### REQUIREMENTS
Rewrite the rows below as a JSON list of strings, with one string per line and blank lines omitted.

### SUPPLIED RECORDS
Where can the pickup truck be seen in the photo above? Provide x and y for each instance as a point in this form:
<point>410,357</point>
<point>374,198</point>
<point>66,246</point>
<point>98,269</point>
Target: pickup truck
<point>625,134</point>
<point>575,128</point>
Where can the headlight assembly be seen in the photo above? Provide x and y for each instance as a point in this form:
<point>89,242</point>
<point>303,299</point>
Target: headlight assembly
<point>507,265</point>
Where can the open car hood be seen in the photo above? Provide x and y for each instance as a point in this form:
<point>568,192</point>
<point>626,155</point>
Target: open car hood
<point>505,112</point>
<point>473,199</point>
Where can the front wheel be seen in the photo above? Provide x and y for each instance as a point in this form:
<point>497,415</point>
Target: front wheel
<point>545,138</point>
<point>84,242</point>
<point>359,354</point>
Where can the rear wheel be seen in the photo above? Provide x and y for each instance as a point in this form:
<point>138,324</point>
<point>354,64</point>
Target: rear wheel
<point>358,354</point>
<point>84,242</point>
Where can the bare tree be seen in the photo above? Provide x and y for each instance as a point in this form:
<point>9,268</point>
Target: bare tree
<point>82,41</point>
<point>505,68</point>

### SOLUTION BELOW
[
  "Where can the pickup truck be seen in the photo above? Provide x and y for each instance as a point in this form:",
  "<point>410,357</point>",
  "<point>374,198</point>",
  "<point>66,246</point>",
  "<point>98,269</point>",
  "Target: pickup truck",
  "<point>625,134</point>",
  "<point>575,128</point>",
  "Where can the headlight assembly be seen in the photo above? Provide x and y for each instance as a point in this form:",
  "<point>89,242</point>",
  "<point>303,299</point>",
  "Target: headlight assembly",
  "<point>507,265</point>",
  "Where can the open car hood be seen in the photo above? Provide x and y for each instance as a point in this form:",
  "<point>568,192</point>",
  "<point>626,155</point>",
  "Target: open car hood",
  "<point>505,112</point>",
  "<point>473,199</point>",
  "Where can the front wheel be seen in the photo above? Provide x and y for each instance as a point in this form:",
  "<point>497,415</point>",
  "Target: front wheel",
  "<point>545,138</point>",
  "<point>84,242</point>",
  "<point>359,354</point>",
  "Where can the rear wheel be seen in the photo above? Provide x and y for each instance as a point in this form:",
  "<point>138,324</point>",
  "<point>354,64</point>",
  "Target: rear wheel",
  "<point>358,354</point>",
  "<point>84,242</point>",
  "Where can the bare tree be seen in the photo above? Provide x and y for each instance as a point in this form:",
  "<point>9,268</point>",
  "Target: bare tree",
  "<point>82,41</point>",
  "<point>505,68</point>"
]